▶ _WHAT THE TASK REQUIRES_:
Return exactly the lines of the records below, starting at the line that contains "positive clicks: (236, 14)" and ending at the line that contains "210L94 240L103 235V205L100", with both of those lines kept.

BEGIN RECORDS FOR THE TASK

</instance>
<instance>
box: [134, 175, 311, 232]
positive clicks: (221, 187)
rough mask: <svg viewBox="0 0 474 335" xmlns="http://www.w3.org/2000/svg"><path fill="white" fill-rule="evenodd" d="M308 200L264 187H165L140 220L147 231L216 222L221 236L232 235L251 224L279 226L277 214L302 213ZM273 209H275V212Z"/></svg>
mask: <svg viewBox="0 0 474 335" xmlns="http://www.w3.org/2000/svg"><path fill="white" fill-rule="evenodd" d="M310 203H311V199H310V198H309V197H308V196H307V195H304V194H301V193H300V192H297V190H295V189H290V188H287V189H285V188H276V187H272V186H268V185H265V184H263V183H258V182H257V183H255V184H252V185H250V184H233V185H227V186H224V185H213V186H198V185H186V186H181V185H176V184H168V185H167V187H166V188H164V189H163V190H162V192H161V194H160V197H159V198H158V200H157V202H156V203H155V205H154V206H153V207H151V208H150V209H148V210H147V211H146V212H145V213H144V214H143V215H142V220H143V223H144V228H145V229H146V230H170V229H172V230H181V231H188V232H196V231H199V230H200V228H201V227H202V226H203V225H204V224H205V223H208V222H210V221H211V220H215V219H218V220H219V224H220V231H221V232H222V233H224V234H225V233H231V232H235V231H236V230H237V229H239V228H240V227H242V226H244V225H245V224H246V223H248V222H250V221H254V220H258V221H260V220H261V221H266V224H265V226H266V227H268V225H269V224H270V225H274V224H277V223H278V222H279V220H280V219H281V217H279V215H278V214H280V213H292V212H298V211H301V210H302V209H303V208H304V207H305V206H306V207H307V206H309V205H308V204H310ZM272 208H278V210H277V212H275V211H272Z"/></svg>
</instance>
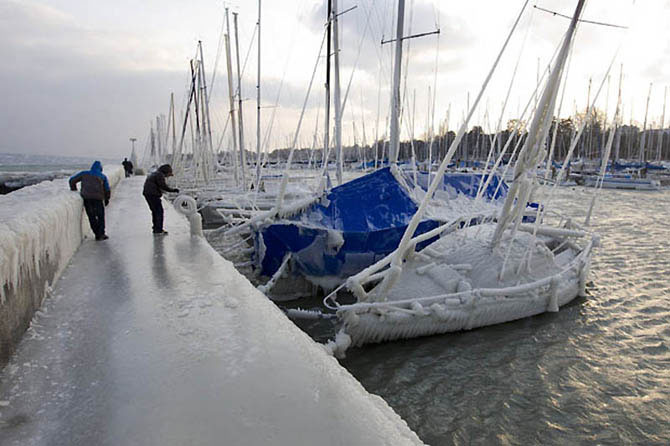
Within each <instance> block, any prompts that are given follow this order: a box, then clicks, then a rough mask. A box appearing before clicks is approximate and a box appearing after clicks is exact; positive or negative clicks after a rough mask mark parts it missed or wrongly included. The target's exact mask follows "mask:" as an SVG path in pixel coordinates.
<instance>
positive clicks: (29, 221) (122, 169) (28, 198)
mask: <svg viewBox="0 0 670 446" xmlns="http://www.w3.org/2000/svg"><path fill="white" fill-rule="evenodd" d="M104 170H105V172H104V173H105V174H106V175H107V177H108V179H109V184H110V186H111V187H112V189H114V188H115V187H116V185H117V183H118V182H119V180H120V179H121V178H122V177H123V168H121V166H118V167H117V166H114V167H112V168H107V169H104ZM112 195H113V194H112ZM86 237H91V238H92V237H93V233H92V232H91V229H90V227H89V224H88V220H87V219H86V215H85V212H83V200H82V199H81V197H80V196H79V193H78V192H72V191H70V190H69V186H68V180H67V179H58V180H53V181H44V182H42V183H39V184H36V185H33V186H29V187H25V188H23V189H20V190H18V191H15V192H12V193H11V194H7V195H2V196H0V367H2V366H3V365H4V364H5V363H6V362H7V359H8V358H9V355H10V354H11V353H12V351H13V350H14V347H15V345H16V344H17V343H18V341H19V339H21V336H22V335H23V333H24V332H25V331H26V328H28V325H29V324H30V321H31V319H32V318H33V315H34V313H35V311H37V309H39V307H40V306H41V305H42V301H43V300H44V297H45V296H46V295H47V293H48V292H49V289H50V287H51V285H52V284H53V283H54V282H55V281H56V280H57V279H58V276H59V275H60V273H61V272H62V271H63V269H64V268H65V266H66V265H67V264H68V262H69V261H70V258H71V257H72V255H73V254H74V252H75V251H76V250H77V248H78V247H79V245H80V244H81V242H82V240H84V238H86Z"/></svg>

END RECORDS FOR THE TASK
BEGIN RECORDS FOR THE TASK

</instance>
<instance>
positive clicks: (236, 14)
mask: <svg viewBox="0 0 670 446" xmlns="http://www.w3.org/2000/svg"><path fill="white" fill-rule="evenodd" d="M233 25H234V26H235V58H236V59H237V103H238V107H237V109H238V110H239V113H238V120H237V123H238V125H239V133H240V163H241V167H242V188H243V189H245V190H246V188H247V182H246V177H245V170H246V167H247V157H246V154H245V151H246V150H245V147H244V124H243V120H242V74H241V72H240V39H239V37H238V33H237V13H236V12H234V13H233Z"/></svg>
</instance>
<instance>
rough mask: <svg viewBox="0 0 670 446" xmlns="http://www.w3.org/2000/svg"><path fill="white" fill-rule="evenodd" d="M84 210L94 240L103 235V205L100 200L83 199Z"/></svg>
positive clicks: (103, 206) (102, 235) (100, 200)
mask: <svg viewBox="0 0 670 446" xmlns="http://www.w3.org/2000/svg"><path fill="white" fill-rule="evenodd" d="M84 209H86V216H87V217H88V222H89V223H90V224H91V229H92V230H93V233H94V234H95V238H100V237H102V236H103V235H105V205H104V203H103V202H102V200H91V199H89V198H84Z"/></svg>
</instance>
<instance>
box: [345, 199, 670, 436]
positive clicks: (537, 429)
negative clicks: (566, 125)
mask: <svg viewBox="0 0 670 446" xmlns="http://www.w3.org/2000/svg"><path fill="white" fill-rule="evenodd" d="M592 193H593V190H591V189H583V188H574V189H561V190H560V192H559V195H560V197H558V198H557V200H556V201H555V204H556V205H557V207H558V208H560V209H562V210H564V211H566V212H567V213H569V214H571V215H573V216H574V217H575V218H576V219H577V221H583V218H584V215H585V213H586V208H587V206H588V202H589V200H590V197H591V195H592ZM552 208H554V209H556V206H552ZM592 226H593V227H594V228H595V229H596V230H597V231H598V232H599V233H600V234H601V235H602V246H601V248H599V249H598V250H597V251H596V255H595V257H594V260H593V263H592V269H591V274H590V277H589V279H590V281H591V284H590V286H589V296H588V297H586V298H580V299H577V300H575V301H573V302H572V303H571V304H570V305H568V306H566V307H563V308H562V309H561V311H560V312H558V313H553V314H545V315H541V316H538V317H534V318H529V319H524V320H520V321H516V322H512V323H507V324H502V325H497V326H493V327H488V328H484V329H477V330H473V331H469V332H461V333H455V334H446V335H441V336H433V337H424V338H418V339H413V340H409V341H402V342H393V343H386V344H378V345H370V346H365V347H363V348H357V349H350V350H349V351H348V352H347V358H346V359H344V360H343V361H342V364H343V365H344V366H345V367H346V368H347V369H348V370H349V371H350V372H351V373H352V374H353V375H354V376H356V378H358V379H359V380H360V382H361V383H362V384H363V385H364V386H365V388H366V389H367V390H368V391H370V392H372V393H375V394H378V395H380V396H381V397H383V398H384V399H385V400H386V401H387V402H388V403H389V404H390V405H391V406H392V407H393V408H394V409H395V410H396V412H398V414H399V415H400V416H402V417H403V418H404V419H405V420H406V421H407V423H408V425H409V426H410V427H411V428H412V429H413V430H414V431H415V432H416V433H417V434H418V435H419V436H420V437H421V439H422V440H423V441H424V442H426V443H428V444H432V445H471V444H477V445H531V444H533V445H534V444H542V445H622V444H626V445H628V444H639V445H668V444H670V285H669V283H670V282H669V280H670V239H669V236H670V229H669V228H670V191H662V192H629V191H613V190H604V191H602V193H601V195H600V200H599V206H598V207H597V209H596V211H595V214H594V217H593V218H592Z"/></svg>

END RECORDS FOR THE TASK

▶ _TASK RESULT_:
positive clicks: (236, 14)
mask: <svg viewBox="0 0 670 446" xmlns="http://www.w3.org/2000/svg"><path fill="white" fill-rule="evenodd" d="M233 25H234V26H235V58H236V59H237V103H238V107H237V109H238V110H239V113H238V120H237V123H238V125H239V133H240V163H241V167H242V188H243V189H245V190H246V188H247V182H246V177H245V170H246V167H247V157H246V154H245V151H246V150H245V147H244V124H243V120H242V74H241V72H240V39H239V37H238V33H237V13H236V12H234V13H233Z"/></svg>
</instance>
<instance>
rough mask: <svg viewBox="0 0 670 446" xmlns="http://www.w3.org/2000/svg"><path fill="white" fill-rule="evenodd" d="M84 210L94 240L103 235V205L100 200L83 199Z"/></svg>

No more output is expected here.